### PROBLEM REQUIREMENTS
Carry on the passage on the tribal system in Algeria under French colonial rule, starting after its final sentence.

### TEXT FOR ANALYSIS
******

French generals noted in their memoirs that Algeria had around 1,200 tribes, indicating a complex and functional tribal order during Ottoman rule. However, this system was disrupted by the colonial regime from the beginning of the French conquest of Algeria in 1830 and the First World War. Disruption took place through physical destruction, land dispossession, and destruction of traditional authority structures, as well as the imposition of new cultural norms on indigenous populations. The French colonial empire sought to dismantle the tribal system, replacing it with douar-communes that served the colonial state. Despite these efforts, the tribal system endured but gradually lost its coercive power over individuals.

******

### DATA TO EXAMINE

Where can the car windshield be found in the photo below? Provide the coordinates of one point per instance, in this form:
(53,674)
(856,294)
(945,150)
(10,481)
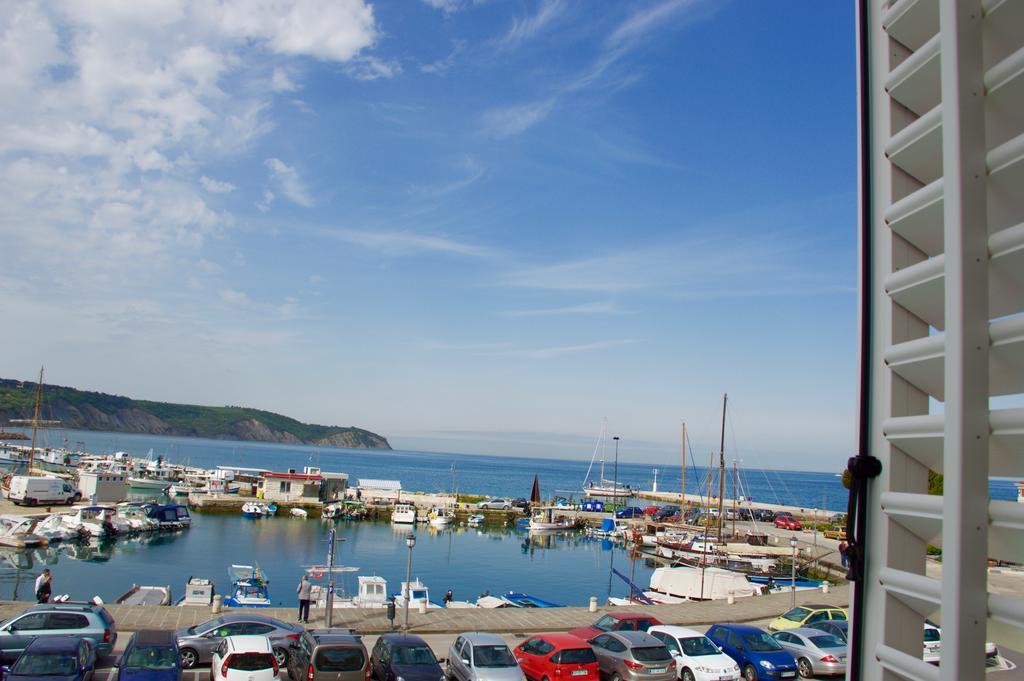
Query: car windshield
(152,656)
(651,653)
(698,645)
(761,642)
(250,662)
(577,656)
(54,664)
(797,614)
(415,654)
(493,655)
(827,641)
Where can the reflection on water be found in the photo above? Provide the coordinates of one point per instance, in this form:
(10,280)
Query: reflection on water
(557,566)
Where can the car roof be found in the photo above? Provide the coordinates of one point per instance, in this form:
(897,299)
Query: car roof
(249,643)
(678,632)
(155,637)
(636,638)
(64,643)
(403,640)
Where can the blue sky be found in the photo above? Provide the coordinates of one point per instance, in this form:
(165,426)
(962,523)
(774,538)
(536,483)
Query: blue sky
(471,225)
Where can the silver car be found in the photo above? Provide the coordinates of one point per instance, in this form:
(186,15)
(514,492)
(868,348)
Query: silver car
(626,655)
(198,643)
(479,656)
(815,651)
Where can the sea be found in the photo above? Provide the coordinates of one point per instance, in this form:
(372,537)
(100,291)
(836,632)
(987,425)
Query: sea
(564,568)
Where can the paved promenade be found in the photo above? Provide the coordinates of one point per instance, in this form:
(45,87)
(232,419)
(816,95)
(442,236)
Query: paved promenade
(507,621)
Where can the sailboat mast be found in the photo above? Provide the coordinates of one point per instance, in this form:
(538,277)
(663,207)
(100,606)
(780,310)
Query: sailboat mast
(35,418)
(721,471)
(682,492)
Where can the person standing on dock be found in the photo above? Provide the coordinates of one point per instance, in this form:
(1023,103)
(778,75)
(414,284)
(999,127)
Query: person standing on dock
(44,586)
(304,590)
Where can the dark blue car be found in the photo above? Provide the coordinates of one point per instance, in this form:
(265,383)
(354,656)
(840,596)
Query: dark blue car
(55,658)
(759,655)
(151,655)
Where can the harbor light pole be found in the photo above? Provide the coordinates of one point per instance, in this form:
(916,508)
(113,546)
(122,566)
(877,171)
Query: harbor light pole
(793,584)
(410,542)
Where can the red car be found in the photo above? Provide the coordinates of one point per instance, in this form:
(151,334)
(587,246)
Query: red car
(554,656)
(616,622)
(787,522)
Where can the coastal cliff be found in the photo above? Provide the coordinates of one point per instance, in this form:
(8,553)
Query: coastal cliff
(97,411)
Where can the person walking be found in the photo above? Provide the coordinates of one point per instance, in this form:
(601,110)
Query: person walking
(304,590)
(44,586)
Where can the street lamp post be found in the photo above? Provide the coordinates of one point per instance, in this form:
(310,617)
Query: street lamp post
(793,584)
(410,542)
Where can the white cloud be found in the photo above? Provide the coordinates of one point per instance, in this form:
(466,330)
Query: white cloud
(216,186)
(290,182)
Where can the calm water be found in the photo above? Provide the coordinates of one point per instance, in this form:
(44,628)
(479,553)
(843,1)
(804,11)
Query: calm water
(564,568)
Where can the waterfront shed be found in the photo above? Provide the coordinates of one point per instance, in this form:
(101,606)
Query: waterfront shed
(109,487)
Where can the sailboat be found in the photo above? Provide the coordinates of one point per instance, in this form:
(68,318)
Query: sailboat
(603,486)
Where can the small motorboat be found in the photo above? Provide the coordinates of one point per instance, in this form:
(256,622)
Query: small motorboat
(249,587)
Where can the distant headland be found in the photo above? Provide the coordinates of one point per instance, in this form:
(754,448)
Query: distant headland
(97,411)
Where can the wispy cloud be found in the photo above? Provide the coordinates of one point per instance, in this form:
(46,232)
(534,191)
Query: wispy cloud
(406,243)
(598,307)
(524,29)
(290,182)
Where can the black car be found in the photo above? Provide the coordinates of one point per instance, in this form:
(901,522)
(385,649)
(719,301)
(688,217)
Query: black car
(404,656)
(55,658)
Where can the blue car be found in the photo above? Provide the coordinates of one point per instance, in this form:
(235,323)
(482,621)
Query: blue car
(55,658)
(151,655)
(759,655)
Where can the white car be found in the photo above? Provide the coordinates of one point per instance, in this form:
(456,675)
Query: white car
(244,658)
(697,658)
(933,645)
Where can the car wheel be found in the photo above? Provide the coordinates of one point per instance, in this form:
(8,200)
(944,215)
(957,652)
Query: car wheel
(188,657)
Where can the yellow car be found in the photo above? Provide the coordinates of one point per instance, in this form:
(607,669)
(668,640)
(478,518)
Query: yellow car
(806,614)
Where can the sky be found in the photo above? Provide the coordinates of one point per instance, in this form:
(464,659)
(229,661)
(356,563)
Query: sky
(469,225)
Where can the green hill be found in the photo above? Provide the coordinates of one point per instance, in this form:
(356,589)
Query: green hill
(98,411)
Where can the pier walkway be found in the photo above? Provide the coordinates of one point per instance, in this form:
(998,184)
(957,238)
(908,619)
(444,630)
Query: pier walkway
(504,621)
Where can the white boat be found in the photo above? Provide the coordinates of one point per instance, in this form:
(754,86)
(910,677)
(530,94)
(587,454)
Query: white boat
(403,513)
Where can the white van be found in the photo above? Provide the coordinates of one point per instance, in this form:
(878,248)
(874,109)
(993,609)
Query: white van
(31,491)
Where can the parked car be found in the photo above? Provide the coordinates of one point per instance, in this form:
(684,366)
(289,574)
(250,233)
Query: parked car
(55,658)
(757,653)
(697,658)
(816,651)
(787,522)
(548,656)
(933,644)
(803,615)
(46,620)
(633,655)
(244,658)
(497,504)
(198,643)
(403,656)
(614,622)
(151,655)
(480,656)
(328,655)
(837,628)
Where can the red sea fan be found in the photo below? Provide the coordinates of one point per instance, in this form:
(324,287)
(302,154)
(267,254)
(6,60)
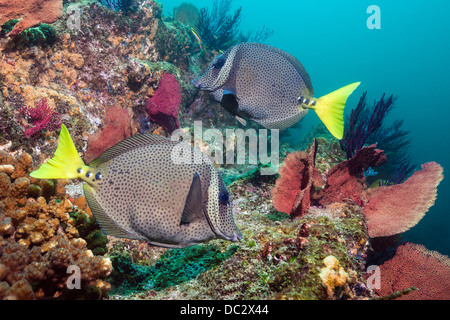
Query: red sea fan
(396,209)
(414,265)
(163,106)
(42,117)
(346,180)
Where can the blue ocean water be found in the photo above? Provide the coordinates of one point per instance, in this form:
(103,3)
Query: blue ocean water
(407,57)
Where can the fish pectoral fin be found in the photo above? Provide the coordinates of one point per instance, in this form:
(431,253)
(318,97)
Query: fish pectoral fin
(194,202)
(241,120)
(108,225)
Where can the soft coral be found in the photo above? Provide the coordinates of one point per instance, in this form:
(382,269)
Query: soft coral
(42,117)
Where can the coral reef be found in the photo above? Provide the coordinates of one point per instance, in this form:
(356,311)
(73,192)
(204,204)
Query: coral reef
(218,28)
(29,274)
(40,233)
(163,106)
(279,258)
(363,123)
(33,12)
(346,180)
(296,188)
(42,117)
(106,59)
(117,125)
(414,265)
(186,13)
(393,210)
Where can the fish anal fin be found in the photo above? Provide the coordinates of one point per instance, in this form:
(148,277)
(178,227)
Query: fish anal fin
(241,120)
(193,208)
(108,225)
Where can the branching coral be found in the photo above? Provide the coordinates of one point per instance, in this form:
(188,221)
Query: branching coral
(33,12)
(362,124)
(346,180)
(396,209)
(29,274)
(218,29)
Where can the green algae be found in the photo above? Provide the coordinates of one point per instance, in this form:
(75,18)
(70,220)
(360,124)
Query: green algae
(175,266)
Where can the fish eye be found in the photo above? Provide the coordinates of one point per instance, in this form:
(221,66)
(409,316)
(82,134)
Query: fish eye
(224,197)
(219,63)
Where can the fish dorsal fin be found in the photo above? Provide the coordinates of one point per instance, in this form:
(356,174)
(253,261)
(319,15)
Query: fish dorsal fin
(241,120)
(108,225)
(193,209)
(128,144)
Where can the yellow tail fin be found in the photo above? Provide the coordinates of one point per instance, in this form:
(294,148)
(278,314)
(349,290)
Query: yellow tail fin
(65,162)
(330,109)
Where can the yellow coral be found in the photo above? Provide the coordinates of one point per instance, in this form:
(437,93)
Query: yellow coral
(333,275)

******

### RESULT BELOW
The surveys conducted during the senatus consultum of 1863 revealed significant confusion in the oral traditions of Algeria, making it challenging to distinguish between Arab and Berber groups. This difficulty stemmed from the Islamization and Arabization processes that led to numerous mythical genealogical reconstructions. Over time, the tribal system contributed to a fusion of Arab and Berber identities, with oral traditions retaining little beyond the names of prominent founding ancestors. Several reorganized themselves around influential figures, including religious leaders such as Marabouts and military leaders such as Djouad.

== Notable Algerian Arab tribes and clans ==

=== Urban Arabs (first settlements) ===
The urban Arabs constitute the first settlement of Arab tribes in the Maghreb, starting in the 7th century:

- The Banu al-Aghlab (Aghlabids) of the Banu Tamim were an Arab tribe originating from northern Arabia who came to Algeria before the Hilalian invasions.
- The Banu Ukhaidhir of the Quraysh were an Arab tribe originating from the Hejaz region that were present in Algeria since the 9th century.
- The Fihrids were aristocratic Arab family from the Quraysh clan. They settled in the Maghreb (in Cyrenaica, Ifriqiya, Biskra and al-Andalus) from the 7th century, following the conquests of Uqba ibn Nafi. The members of this family have particularly marked the history of the Maghreb and al-Andalus, notably Yusuf al-Fihri, Habib al-Fihri, and Abd al-Rahman al-Fihri I.
- Sharifian tribes such as the Sulaymanids and Idrisids that are descended from Banu Hashim, between the 8th and 10th centuries.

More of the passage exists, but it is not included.